(Excerpts from pointing data)
____
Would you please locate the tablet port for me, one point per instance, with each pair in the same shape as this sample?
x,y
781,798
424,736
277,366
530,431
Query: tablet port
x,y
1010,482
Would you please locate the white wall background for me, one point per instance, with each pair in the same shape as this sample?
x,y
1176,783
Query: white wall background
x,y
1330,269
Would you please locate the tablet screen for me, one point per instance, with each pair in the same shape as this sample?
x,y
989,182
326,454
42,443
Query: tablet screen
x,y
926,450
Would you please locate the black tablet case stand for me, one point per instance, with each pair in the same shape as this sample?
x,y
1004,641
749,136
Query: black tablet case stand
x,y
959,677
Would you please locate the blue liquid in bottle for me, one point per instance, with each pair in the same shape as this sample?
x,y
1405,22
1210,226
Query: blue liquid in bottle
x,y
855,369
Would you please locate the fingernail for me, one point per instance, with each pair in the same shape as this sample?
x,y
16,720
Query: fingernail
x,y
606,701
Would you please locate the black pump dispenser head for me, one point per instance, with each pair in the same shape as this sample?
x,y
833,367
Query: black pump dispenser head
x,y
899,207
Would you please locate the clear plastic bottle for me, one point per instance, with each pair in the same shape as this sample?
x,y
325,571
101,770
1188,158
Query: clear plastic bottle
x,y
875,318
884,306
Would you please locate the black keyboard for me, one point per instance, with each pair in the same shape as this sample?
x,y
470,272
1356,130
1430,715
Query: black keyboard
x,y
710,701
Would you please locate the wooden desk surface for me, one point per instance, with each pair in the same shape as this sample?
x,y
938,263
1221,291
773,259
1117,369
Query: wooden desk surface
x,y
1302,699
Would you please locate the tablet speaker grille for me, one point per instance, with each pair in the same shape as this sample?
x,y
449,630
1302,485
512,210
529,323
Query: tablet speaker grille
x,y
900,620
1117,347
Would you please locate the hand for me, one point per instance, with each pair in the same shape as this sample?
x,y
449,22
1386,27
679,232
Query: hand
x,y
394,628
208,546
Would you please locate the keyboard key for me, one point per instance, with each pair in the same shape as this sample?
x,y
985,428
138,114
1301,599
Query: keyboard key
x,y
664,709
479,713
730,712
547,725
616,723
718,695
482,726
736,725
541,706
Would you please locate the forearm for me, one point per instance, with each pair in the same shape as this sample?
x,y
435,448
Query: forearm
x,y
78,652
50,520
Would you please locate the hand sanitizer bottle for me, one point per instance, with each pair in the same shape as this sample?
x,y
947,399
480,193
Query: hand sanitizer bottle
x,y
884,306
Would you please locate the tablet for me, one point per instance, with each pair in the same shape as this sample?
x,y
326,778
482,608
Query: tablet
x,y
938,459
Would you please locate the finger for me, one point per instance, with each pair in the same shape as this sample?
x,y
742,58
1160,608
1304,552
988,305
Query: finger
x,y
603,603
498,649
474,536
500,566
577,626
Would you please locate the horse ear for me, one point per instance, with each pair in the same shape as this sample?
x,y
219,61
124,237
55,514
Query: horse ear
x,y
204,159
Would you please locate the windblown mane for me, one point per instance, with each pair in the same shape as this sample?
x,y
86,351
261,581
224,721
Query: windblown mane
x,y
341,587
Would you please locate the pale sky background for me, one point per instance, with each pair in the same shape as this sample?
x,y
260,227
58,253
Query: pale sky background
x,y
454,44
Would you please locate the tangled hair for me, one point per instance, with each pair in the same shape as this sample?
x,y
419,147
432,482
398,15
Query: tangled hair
____
WRITTEN EXERCISE: Render all of the material above as a JSON array of strings, with one string per line and blank lines omitted.

RESPONSE TO THE TASK:
[
  "Would you please locate the tablet port for me, one point per instance, with each pair in the same shape as this sample?",
  "x,y",
  "781,798",
  "424,736",
  "277,366",
  "530,431",
  "Query: tablet port",
  "x,y",
  "1010,482",
  "Would you please locate the white wall background for me, one point per instance, with each pair in the same shape as this sample?",
  "x,y",
  "1176,783",
  "Query: white wall background",
  "x,y",
  "1330,269",
  "Would you please locate the tablet screen for me, one point per instance, with each pair in the same shape as this sample?",
  "x,y",
  "989,182",
  "326,454",
  "42,443",
  "Query: tablet screen",
  "x,y",
  "926,450",
  "Would you please locate the black tablet case stand for me, one point per instance, with each pair in the same shape as this sample?",
  "x,y",
  "1004,641",
  "749,136",
  "Query: black tablet case stand",
  "x,y",
  "959,677",
  "Would you please locate the blue liquid in bottle for me, one point per instance, with each pair in the same shape as this sample?",
  "x,y",
  "1405,22",
  "1210,226",
  "Query: blue liquid in bottle",
  "x,y",
  "855,369",
  "Would you please locate the fingernail for me, one point per instance, with each pair in the same shape as this sample?",
  "x,y",
  "16,720",
  "Query: fingernail",
  "x,y",
  "606,701",
  "Would you please locate the black pump dispenser head for me, one point per instance, with each pair in the same shape as this sample?",
  "x,y",
  "833,367",
  "Query: black pump dispenser head",
  "x,y",
  "899,207",
  "Would you please locate the clear plastic bottle for me, one point per instance, with each pair in the same shape as this sample?",
  "x,y",
  "325,571",
  "101,770",
  "1188,158",
  "Query: clear plastic bottle",
  "x,y",
  "875,318",
  "884,306",
  "Would you please locate the black keyboard for me, one point per instance, with each pair in the same shape as this sample?",
  "x,y",
  "470,272",
  "1356,130",
  "1430,715",
  "Query: black keyboard",
  "x,y",
  "710,701",
  "Would you please locate the wooden desk surface for me, one point per instance, with each pair in the same shape as this sample?",
  "x,y",
  "938,263",
  "1221,291",
  "773,259",
  "1117,369",
  "Query: wooden desk surface",
  "x,y",
  "1302,699",
  "Would you please locate the tablet speaker grille for me, one point per instance, with each pair in the same shape as this sample?",
  "x,y",
  "449,630",
  "1302,485",
  "512,210",
  "529,323",
  "Query: tablet speaker grille",
  "x,y",
  "900,620",
  "1117,347",
  "Would you please locate the hand for me, one point per instance, with each pair in the same shape as this sample?",
  "x,y",
  "449,22",
  "1386,27",
  "679,232",
  "Query: hand",
  "x,y",
  "394,628",
  "208,546",
  "Would you please locate the keyboard key for me, one point per instance, with each pair in the same shape as this sample?",
  "x,y",
  "985,428",
  "138,114",
  "1301,599",
  "Query: keyboard key",
  "x,y",
  "664,709",
  "479,713",
  "730,712",
  "547,725",
  "616,723",
  "718,695",
  "482,726",
  "736,725",
  "541,706",
  "Would you please locate the forearm for me, one point per instance, with each pair in the same shape as this sample?",
  "x,y",
  "435,448",
  "Query: forearm",
  "x,y",
  "78,652",
  "50,520",
  "Would you please locate the hand sanitizer bottle for me, one point per instance, with each pair in the same shape as this sample?",
  "x,y",
  "947,399",
  "480,193",
  "Query: hand sanitizer bottle",
  "x,y",
  "884,306",
  "Would you please locate the tablet for me, one point per instance, with each pair in the same shape as this sample?",
  "x,y",
  "326,778",
  "482,608",
  "Query: tablet",
  "x,y",
  "938,459",
  "Would you please locate the finger for me, one point per instance, with each pair in the same shape as this sample?",
  "x,y",
  "742,58",
  "1160,608",
  "1304,552",
  "988,305",
  "Query: finger",
  "x,y",
  "603,603",
  "498,649",
  "474,536",
  "500,566",
  "577,626",
  "Would you please locate the horse ear for me, one point per instance, with each pair in the same shape as this sample?",
  "x,y",
  "219,61",
  "124,237",
  "55,514",
  "Query: horse ear",
  "x,y",
  "204,159",
  "Would you please locate the windblown mane for me, one point per instance, with each pair in the same shape as this sample?",
  "x,y",
  "86,351",
  "261,581",
  "224,721",
  "Query: windblown mane",
  "x,y",
  "341,587",
  "Would you please locate the pale sky background for me, one point per instance, with each pair in the same shape as this sample?",
  "x,y",
  "260,227",
  "58,253",
  "Query: pale sky background",
  "x,y",
  "454,44",
  "Would you please locate the tangled hair for me, one point per instance, with each pair in the same shape as this sample?",
  "x,y",
  "419,147",
  "432,482",
  "398,15",
  "Query: tangled hair"
]